With one whistle blow, all noise stopped at Tennity Ice Skating Pavilion. No more shredding of the ice, no more pucks ricocheting against the glass.

Beneath a newly raised Syracuse Ice Hockey banner, SU head coach Paul Flanagan gathered his team around a whiteboard. He was drawing up plans, a blueprint for Syracuse's first ever ice hockey team.

He hasn't had much time to come up with that blueprint. After being hired as head coach, Flanagan had three months to assemble the inaugural SU women's ice hockey team. The 19 players that sit in front of him are a ragtag bunch - a mixture of unheralded high school recruits and college transfers.

It's not an ideal situation, but it's one Flanagan will have to live with for this season. Syracuse ice hockey's inaugural campaign begins tonight, when Syracuse travels to Colgate to play the Red Raiders at 7 p.m.

"The typical blueprint is hire a coach, hire assistants, and you have a whole year to build a team," Flanagan said. "But they made a commitment here that they wanted to field a team in September.

[Items from a dataset]
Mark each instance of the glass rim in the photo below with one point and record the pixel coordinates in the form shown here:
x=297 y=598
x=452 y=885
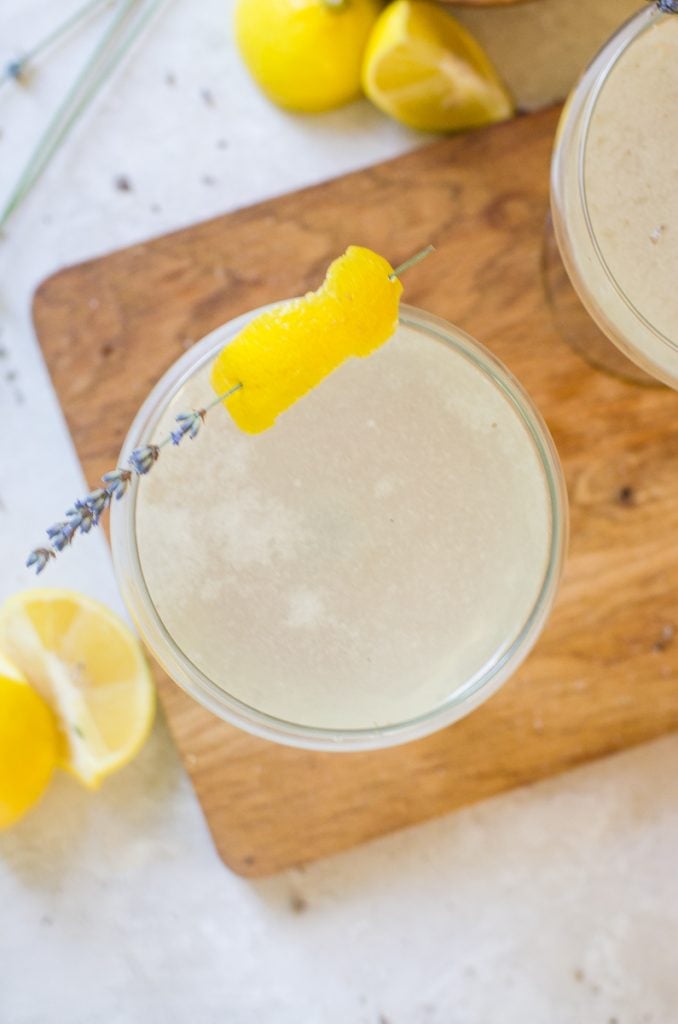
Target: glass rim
x=575 y=129
x=636 y=27
x=181 y=670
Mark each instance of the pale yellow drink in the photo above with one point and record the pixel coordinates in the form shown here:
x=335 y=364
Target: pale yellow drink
x=615 y=193
x=378 y=553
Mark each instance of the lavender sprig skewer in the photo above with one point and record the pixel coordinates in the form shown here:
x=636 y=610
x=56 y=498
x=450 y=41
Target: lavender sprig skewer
x=87 y=512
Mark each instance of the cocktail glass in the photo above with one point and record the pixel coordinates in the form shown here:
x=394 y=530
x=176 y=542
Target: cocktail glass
x=369 y=569
x=615 y=202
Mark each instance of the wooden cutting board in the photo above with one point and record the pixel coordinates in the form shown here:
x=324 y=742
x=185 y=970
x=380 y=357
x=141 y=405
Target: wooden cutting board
x=604 y=674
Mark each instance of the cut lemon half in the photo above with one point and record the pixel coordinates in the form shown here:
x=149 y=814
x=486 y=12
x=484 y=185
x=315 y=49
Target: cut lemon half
x=423 y=69
x=28 y=744
x=90 y=669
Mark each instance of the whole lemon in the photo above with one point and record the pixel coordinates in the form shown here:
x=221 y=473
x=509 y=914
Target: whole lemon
x=305 y=54
x=29 y=744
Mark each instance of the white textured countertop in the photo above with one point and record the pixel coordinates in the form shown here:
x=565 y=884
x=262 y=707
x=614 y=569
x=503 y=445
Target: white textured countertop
x=556 y=903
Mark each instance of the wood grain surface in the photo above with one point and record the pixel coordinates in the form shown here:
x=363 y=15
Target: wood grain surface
x=603 y=675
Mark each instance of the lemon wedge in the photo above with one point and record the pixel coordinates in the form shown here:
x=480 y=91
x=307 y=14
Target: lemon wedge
x=90 y=670
x=423 y=69
x=28 y=744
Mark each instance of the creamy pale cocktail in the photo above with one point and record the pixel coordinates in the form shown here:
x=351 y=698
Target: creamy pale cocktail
x=613 y=192
x=368 y=569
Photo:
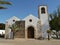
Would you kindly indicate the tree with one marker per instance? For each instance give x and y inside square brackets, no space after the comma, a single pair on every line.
[55,21]
[2,2]
[48,31]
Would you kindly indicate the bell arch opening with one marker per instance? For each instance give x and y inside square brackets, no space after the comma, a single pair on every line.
[43,10]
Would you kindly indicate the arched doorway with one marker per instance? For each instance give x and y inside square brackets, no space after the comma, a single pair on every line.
[30,32]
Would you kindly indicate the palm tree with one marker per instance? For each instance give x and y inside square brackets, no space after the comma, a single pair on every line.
[2,2]
[48,31]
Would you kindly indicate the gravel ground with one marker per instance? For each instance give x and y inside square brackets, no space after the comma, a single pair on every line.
[28,42]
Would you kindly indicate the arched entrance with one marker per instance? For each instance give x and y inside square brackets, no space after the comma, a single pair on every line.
[30,32]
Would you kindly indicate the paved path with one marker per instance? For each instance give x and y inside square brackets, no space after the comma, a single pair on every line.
[28,42]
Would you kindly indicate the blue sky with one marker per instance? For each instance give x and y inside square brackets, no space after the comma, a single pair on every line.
[22,8]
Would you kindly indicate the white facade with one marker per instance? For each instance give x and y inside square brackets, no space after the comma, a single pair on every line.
[33,21]
[44,20]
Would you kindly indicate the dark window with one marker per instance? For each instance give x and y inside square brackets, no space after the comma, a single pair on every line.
[13,20]
[30,20]
[42,10]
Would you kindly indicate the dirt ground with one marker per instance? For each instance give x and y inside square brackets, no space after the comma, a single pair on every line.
[28,42]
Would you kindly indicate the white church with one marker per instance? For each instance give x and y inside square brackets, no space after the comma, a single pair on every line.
[34,27]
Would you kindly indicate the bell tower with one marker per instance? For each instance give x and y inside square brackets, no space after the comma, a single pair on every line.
[43,16]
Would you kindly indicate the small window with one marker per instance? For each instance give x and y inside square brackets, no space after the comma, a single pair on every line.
[30,20]
[42,10]
[13,20]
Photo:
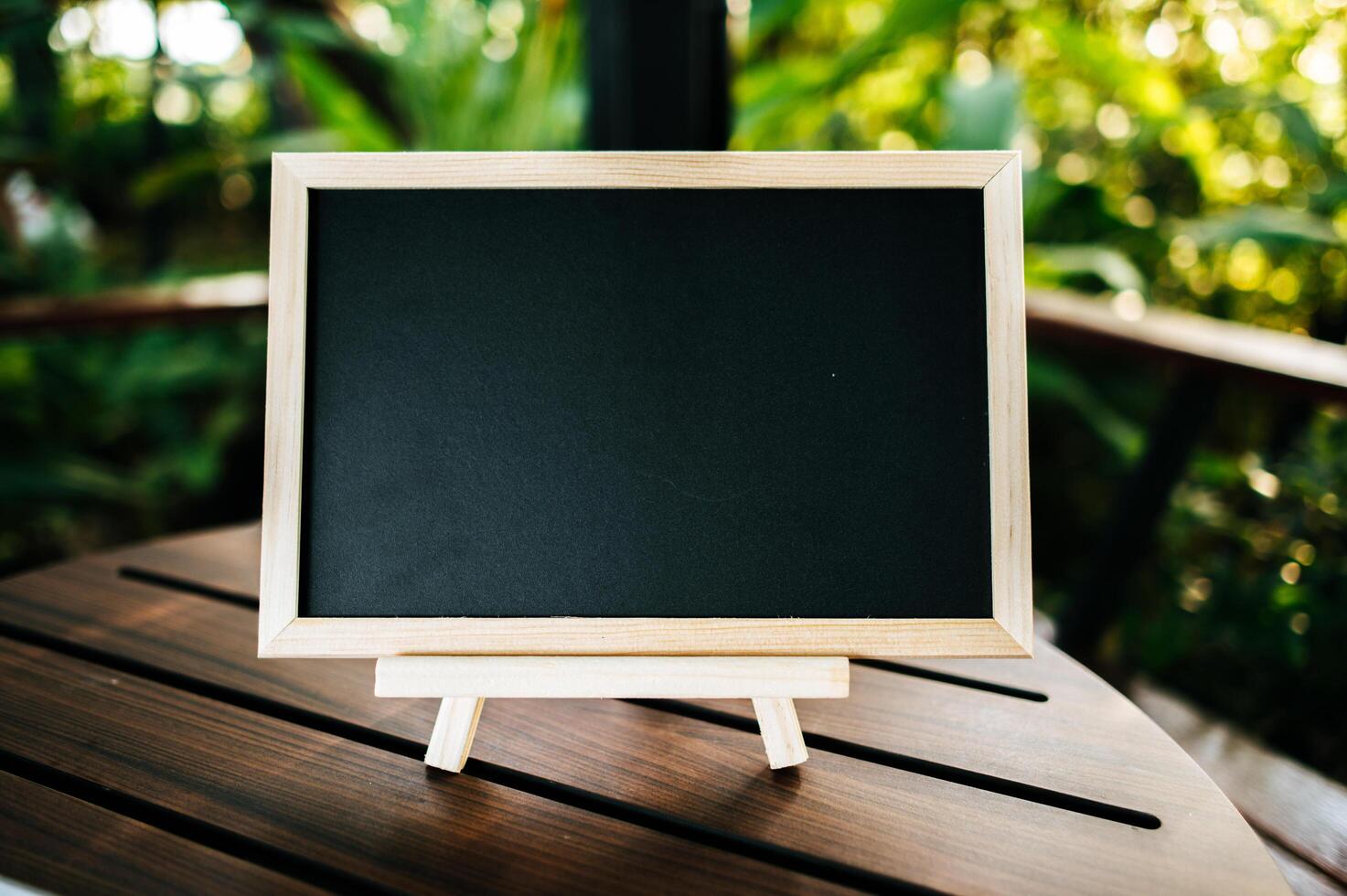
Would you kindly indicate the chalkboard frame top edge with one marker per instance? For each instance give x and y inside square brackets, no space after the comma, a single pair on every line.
[1008,632]
[641,170]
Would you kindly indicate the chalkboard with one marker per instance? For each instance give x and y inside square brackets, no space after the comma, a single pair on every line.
[581,401]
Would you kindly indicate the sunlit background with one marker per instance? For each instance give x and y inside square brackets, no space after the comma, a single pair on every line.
[1183,154]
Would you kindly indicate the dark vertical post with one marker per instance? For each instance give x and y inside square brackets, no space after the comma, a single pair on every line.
[657,74]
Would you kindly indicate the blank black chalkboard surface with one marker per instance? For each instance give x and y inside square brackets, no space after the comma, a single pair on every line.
[647,403]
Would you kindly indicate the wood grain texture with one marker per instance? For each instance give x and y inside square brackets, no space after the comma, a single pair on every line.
[657,677]
[1281,798]
[780,730]
[1085,740]
[638,170]
[589,636]
[65,845]
[1007,634]
[372,816]
[283,453]
[1008,411]
[452,739]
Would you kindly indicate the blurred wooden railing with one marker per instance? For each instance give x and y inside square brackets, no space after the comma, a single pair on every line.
[1283,360]
[197,301]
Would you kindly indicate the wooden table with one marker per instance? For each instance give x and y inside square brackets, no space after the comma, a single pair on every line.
[143,747]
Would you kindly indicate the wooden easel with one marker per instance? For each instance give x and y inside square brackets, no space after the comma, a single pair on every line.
[465,682]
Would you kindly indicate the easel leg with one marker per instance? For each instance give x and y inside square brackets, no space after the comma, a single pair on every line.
[780,731]
[453,734]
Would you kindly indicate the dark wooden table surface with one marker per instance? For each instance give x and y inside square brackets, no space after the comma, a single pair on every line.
[144,748]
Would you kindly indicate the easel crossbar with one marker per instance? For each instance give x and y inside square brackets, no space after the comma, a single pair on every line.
[462,683]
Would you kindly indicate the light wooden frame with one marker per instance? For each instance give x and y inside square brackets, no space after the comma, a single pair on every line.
[1008,632]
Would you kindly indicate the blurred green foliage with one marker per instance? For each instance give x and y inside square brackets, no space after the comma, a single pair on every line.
[1181,153]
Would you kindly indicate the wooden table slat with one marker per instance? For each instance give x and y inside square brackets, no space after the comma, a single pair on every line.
[853,807]
[375,816]
[62,844]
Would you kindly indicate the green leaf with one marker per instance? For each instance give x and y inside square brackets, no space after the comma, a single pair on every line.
[336,104]
[1262,222]
[1104,261]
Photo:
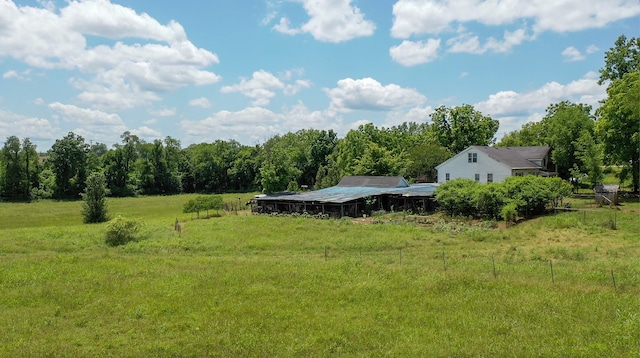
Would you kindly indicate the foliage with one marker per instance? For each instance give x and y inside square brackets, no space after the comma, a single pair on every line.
[458,196]
[203,203]
[121,231]
[622,59]
[20,167]
[94,205]
[68,160]
[460,127]
[564,124]
[619,126]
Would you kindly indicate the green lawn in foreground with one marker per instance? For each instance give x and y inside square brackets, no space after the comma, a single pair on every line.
[276,286]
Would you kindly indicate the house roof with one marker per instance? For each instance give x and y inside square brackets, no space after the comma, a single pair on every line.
[373,182]
[516,157]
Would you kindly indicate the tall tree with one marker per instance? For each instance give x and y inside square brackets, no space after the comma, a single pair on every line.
[622,59]
[94,205]
[618,126]
[460,127]
[563,124]
[68,159]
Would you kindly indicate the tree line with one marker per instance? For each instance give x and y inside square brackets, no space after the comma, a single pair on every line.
[581,140]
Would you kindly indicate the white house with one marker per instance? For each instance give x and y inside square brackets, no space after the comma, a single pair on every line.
[494,164]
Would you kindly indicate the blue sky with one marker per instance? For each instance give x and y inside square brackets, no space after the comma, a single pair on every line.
[247,70]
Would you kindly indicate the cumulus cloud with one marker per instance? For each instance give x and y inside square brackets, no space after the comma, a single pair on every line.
[262,84]
[129,74]
[419,17]
[257,124]
[330,21]
[410,53]
[572,54]
[200,102]
[369,94]
[39,130]
[415,17]
[514,109]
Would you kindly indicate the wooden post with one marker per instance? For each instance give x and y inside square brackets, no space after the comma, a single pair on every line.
[614,280]
[493,261]
[444,261]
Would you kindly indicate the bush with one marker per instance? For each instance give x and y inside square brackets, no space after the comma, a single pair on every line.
[121,231]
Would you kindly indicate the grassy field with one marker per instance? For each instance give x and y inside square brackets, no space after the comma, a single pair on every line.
[243,285]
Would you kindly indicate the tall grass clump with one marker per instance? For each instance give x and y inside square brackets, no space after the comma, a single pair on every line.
[121,231]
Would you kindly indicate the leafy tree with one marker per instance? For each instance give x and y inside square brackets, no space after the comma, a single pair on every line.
[460,127]
[589,153]
[622,59]
[94,205]
[458,196]
[618,126]
[20,169]
[68,158]
[121,230]
[531,134]
[564,123]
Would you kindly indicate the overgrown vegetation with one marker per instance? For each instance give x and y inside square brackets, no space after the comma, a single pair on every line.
[524,196]
[245,285]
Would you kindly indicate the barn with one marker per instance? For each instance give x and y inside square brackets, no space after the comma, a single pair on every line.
[354,196]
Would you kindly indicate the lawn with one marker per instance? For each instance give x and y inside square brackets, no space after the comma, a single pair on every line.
[244,285]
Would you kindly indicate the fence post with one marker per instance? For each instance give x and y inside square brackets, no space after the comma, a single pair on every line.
[444,261]
[493,261]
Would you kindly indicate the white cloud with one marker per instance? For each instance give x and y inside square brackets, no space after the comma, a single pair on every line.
[410,53]
[200,102]
[165,112]
[129,74]
[415,17]
[259,87]
[37,129]
[330,21]
[572,54]
[257,124]
[369,94]
[469,43]
[514,109]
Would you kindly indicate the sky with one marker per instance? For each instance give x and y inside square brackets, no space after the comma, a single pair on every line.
[247,70]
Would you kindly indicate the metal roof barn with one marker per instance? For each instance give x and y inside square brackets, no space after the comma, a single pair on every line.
[353,196]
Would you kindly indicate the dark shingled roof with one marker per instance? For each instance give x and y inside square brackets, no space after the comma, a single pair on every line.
[373,182]
[516,157]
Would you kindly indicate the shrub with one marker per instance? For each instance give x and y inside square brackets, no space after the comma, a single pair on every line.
[121,231]
[94,205]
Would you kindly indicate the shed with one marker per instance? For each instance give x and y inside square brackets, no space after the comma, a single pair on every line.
[353,196]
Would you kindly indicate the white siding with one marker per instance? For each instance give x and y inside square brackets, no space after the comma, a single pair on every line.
[459,167]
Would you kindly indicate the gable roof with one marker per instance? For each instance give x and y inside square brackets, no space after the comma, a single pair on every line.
[516,157]
[373,182]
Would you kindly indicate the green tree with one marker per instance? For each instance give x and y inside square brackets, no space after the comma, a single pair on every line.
[460,127]
[68,158]
[622,59]
[618,126]
[94,205]
[564,124]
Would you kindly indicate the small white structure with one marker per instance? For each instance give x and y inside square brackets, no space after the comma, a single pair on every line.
[494,164]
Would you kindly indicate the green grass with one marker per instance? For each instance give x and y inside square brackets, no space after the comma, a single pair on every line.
[275,286]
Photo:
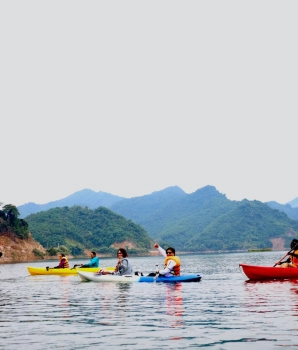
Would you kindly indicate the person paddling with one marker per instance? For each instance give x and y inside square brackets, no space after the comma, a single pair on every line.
[94,261]
[292,261]
[172,262]
[63,264]
[123,266]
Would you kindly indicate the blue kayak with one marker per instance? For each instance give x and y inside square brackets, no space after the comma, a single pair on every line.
[90,276]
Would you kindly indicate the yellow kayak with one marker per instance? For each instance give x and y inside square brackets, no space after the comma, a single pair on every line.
[70,271]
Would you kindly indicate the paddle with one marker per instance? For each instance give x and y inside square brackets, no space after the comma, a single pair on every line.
[156,272]
[288,253]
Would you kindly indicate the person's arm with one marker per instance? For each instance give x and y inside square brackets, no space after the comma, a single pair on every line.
[60,266]
[161,250]
[169,268]
[123,266]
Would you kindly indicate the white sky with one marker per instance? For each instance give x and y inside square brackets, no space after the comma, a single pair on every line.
[131,97]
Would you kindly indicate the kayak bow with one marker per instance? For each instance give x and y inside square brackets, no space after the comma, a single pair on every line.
[89,276]
[268,272]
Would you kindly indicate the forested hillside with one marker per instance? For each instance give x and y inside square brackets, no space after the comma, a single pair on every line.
[291,212]
[201,221]
[79,228]
[207,220]
[84,198]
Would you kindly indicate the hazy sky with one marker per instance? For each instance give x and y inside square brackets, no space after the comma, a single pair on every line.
[131,97]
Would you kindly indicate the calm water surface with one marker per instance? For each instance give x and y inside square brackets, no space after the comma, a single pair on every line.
[223,311]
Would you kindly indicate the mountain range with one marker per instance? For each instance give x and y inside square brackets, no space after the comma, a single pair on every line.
[201,221]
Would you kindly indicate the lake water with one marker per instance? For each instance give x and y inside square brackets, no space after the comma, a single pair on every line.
[223,311]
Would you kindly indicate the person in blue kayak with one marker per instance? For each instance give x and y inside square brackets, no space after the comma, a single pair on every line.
[63,263]
[172,262]
[123,266]
[94,261]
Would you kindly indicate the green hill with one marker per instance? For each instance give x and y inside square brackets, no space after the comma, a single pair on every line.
[83,198]
[79,228]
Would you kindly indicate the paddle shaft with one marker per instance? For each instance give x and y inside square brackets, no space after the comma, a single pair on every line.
[288,253]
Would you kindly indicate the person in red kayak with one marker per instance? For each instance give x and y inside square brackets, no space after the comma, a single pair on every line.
[292,261]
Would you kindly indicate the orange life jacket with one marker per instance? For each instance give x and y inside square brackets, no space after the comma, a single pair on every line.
[176,269]
[294,260]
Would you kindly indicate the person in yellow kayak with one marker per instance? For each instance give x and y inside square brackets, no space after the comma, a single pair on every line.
[172,262]
[292,261]
[63,263]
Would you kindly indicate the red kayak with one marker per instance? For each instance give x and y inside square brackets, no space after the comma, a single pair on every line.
[268,272]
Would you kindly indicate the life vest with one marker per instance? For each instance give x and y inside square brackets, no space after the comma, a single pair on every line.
[65,263]
[176,269]
[294,260]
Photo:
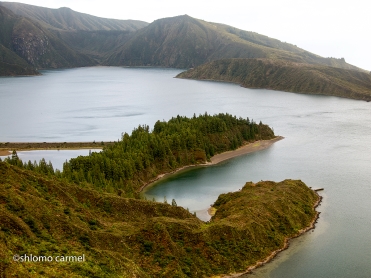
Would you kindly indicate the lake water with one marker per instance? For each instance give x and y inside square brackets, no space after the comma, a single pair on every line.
[327,144]
[56,157]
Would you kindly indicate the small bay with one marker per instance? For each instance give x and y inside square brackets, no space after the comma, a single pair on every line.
[326,145]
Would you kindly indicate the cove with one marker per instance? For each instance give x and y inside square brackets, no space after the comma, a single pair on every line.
[326,145]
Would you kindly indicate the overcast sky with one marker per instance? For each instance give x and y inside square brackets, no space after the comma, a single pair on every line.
[329,28]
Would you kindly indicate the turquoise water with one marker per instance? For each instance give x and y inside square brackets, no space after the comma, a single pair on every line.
[56,157]
[326,145]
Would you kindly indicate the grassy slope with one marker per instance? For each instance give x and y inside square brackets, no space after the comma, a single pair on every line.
[27,43]
[286,76]
[90,35]
[185,42]
[67,19]
[138,238]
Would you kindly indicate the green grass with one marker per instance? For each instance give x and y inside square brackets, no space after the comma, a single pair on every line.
[136,238]
[287,76]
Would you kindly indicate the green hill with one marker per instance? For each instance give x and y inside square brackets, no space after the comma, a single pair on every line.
[286,76]
[67,19]
[185,42]
[48,218]
[124,167]
[25,42]
[87,34]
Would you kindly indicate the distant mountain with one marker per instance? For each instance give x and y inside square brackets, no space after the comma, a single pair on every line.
[25,43]
[84,34]
[185,42]
[286,76]
[34,38]
[67,19]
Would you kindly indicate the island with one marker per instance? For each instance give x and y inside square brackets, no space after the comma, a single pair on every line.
[97,223]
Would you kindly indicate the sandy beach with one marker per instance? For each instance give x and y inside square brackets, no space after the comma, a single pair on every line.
[245,149]
[248,148]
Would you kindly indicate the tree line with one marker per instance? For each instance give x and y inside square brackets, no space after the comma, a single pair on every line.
[138,158]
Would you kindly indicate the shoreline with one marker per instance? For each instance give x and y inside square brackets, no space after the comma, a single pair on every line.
[8,147]
[245,149]
[286,244]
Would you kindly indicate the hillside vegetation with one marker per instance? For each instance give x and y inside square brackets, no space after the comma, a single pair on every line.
[185,42]
[119,237]
[27,44]
[127,165]
[180,42]
[67,19]
[286,76]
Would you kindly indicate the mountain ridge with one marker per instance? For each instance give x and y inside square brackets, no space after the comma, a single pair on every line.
[286,76]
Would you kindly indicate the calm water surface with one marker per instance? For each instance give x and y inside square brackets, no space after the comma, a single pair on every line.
[56,157]
[326,145]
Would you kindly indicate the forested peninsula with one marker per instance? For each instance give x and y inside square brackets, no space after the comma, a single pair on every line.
[92,209]
[125,166]
[46,217]
[286,76]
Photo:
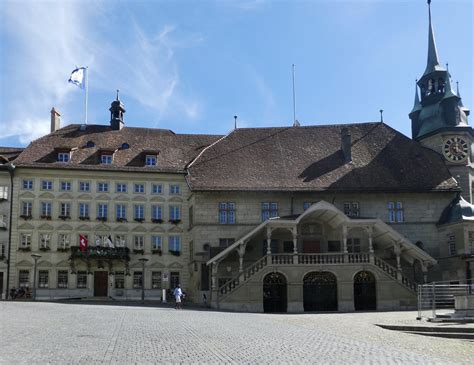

* **Exercise requirements**:
Say whether each of these statements agrees with the article on Syracuse's first women's ice hockey team, answering yes or no and quoting the words of the article that decide it. 1. Flanagan had three months to put the team together. 2. The team has 21 players. 3. The first game is played at home against Colgate.

* **Finished exercise**:
1. Yes: "Flanagan had three months to assemble the inaugural SU women's ice hockey team."
2. No: "The 19 players that sit in front of him are a ragtag bunch"
3. No: "Syracuse travels to Colgate to play the Red Raiders at 7 p.m."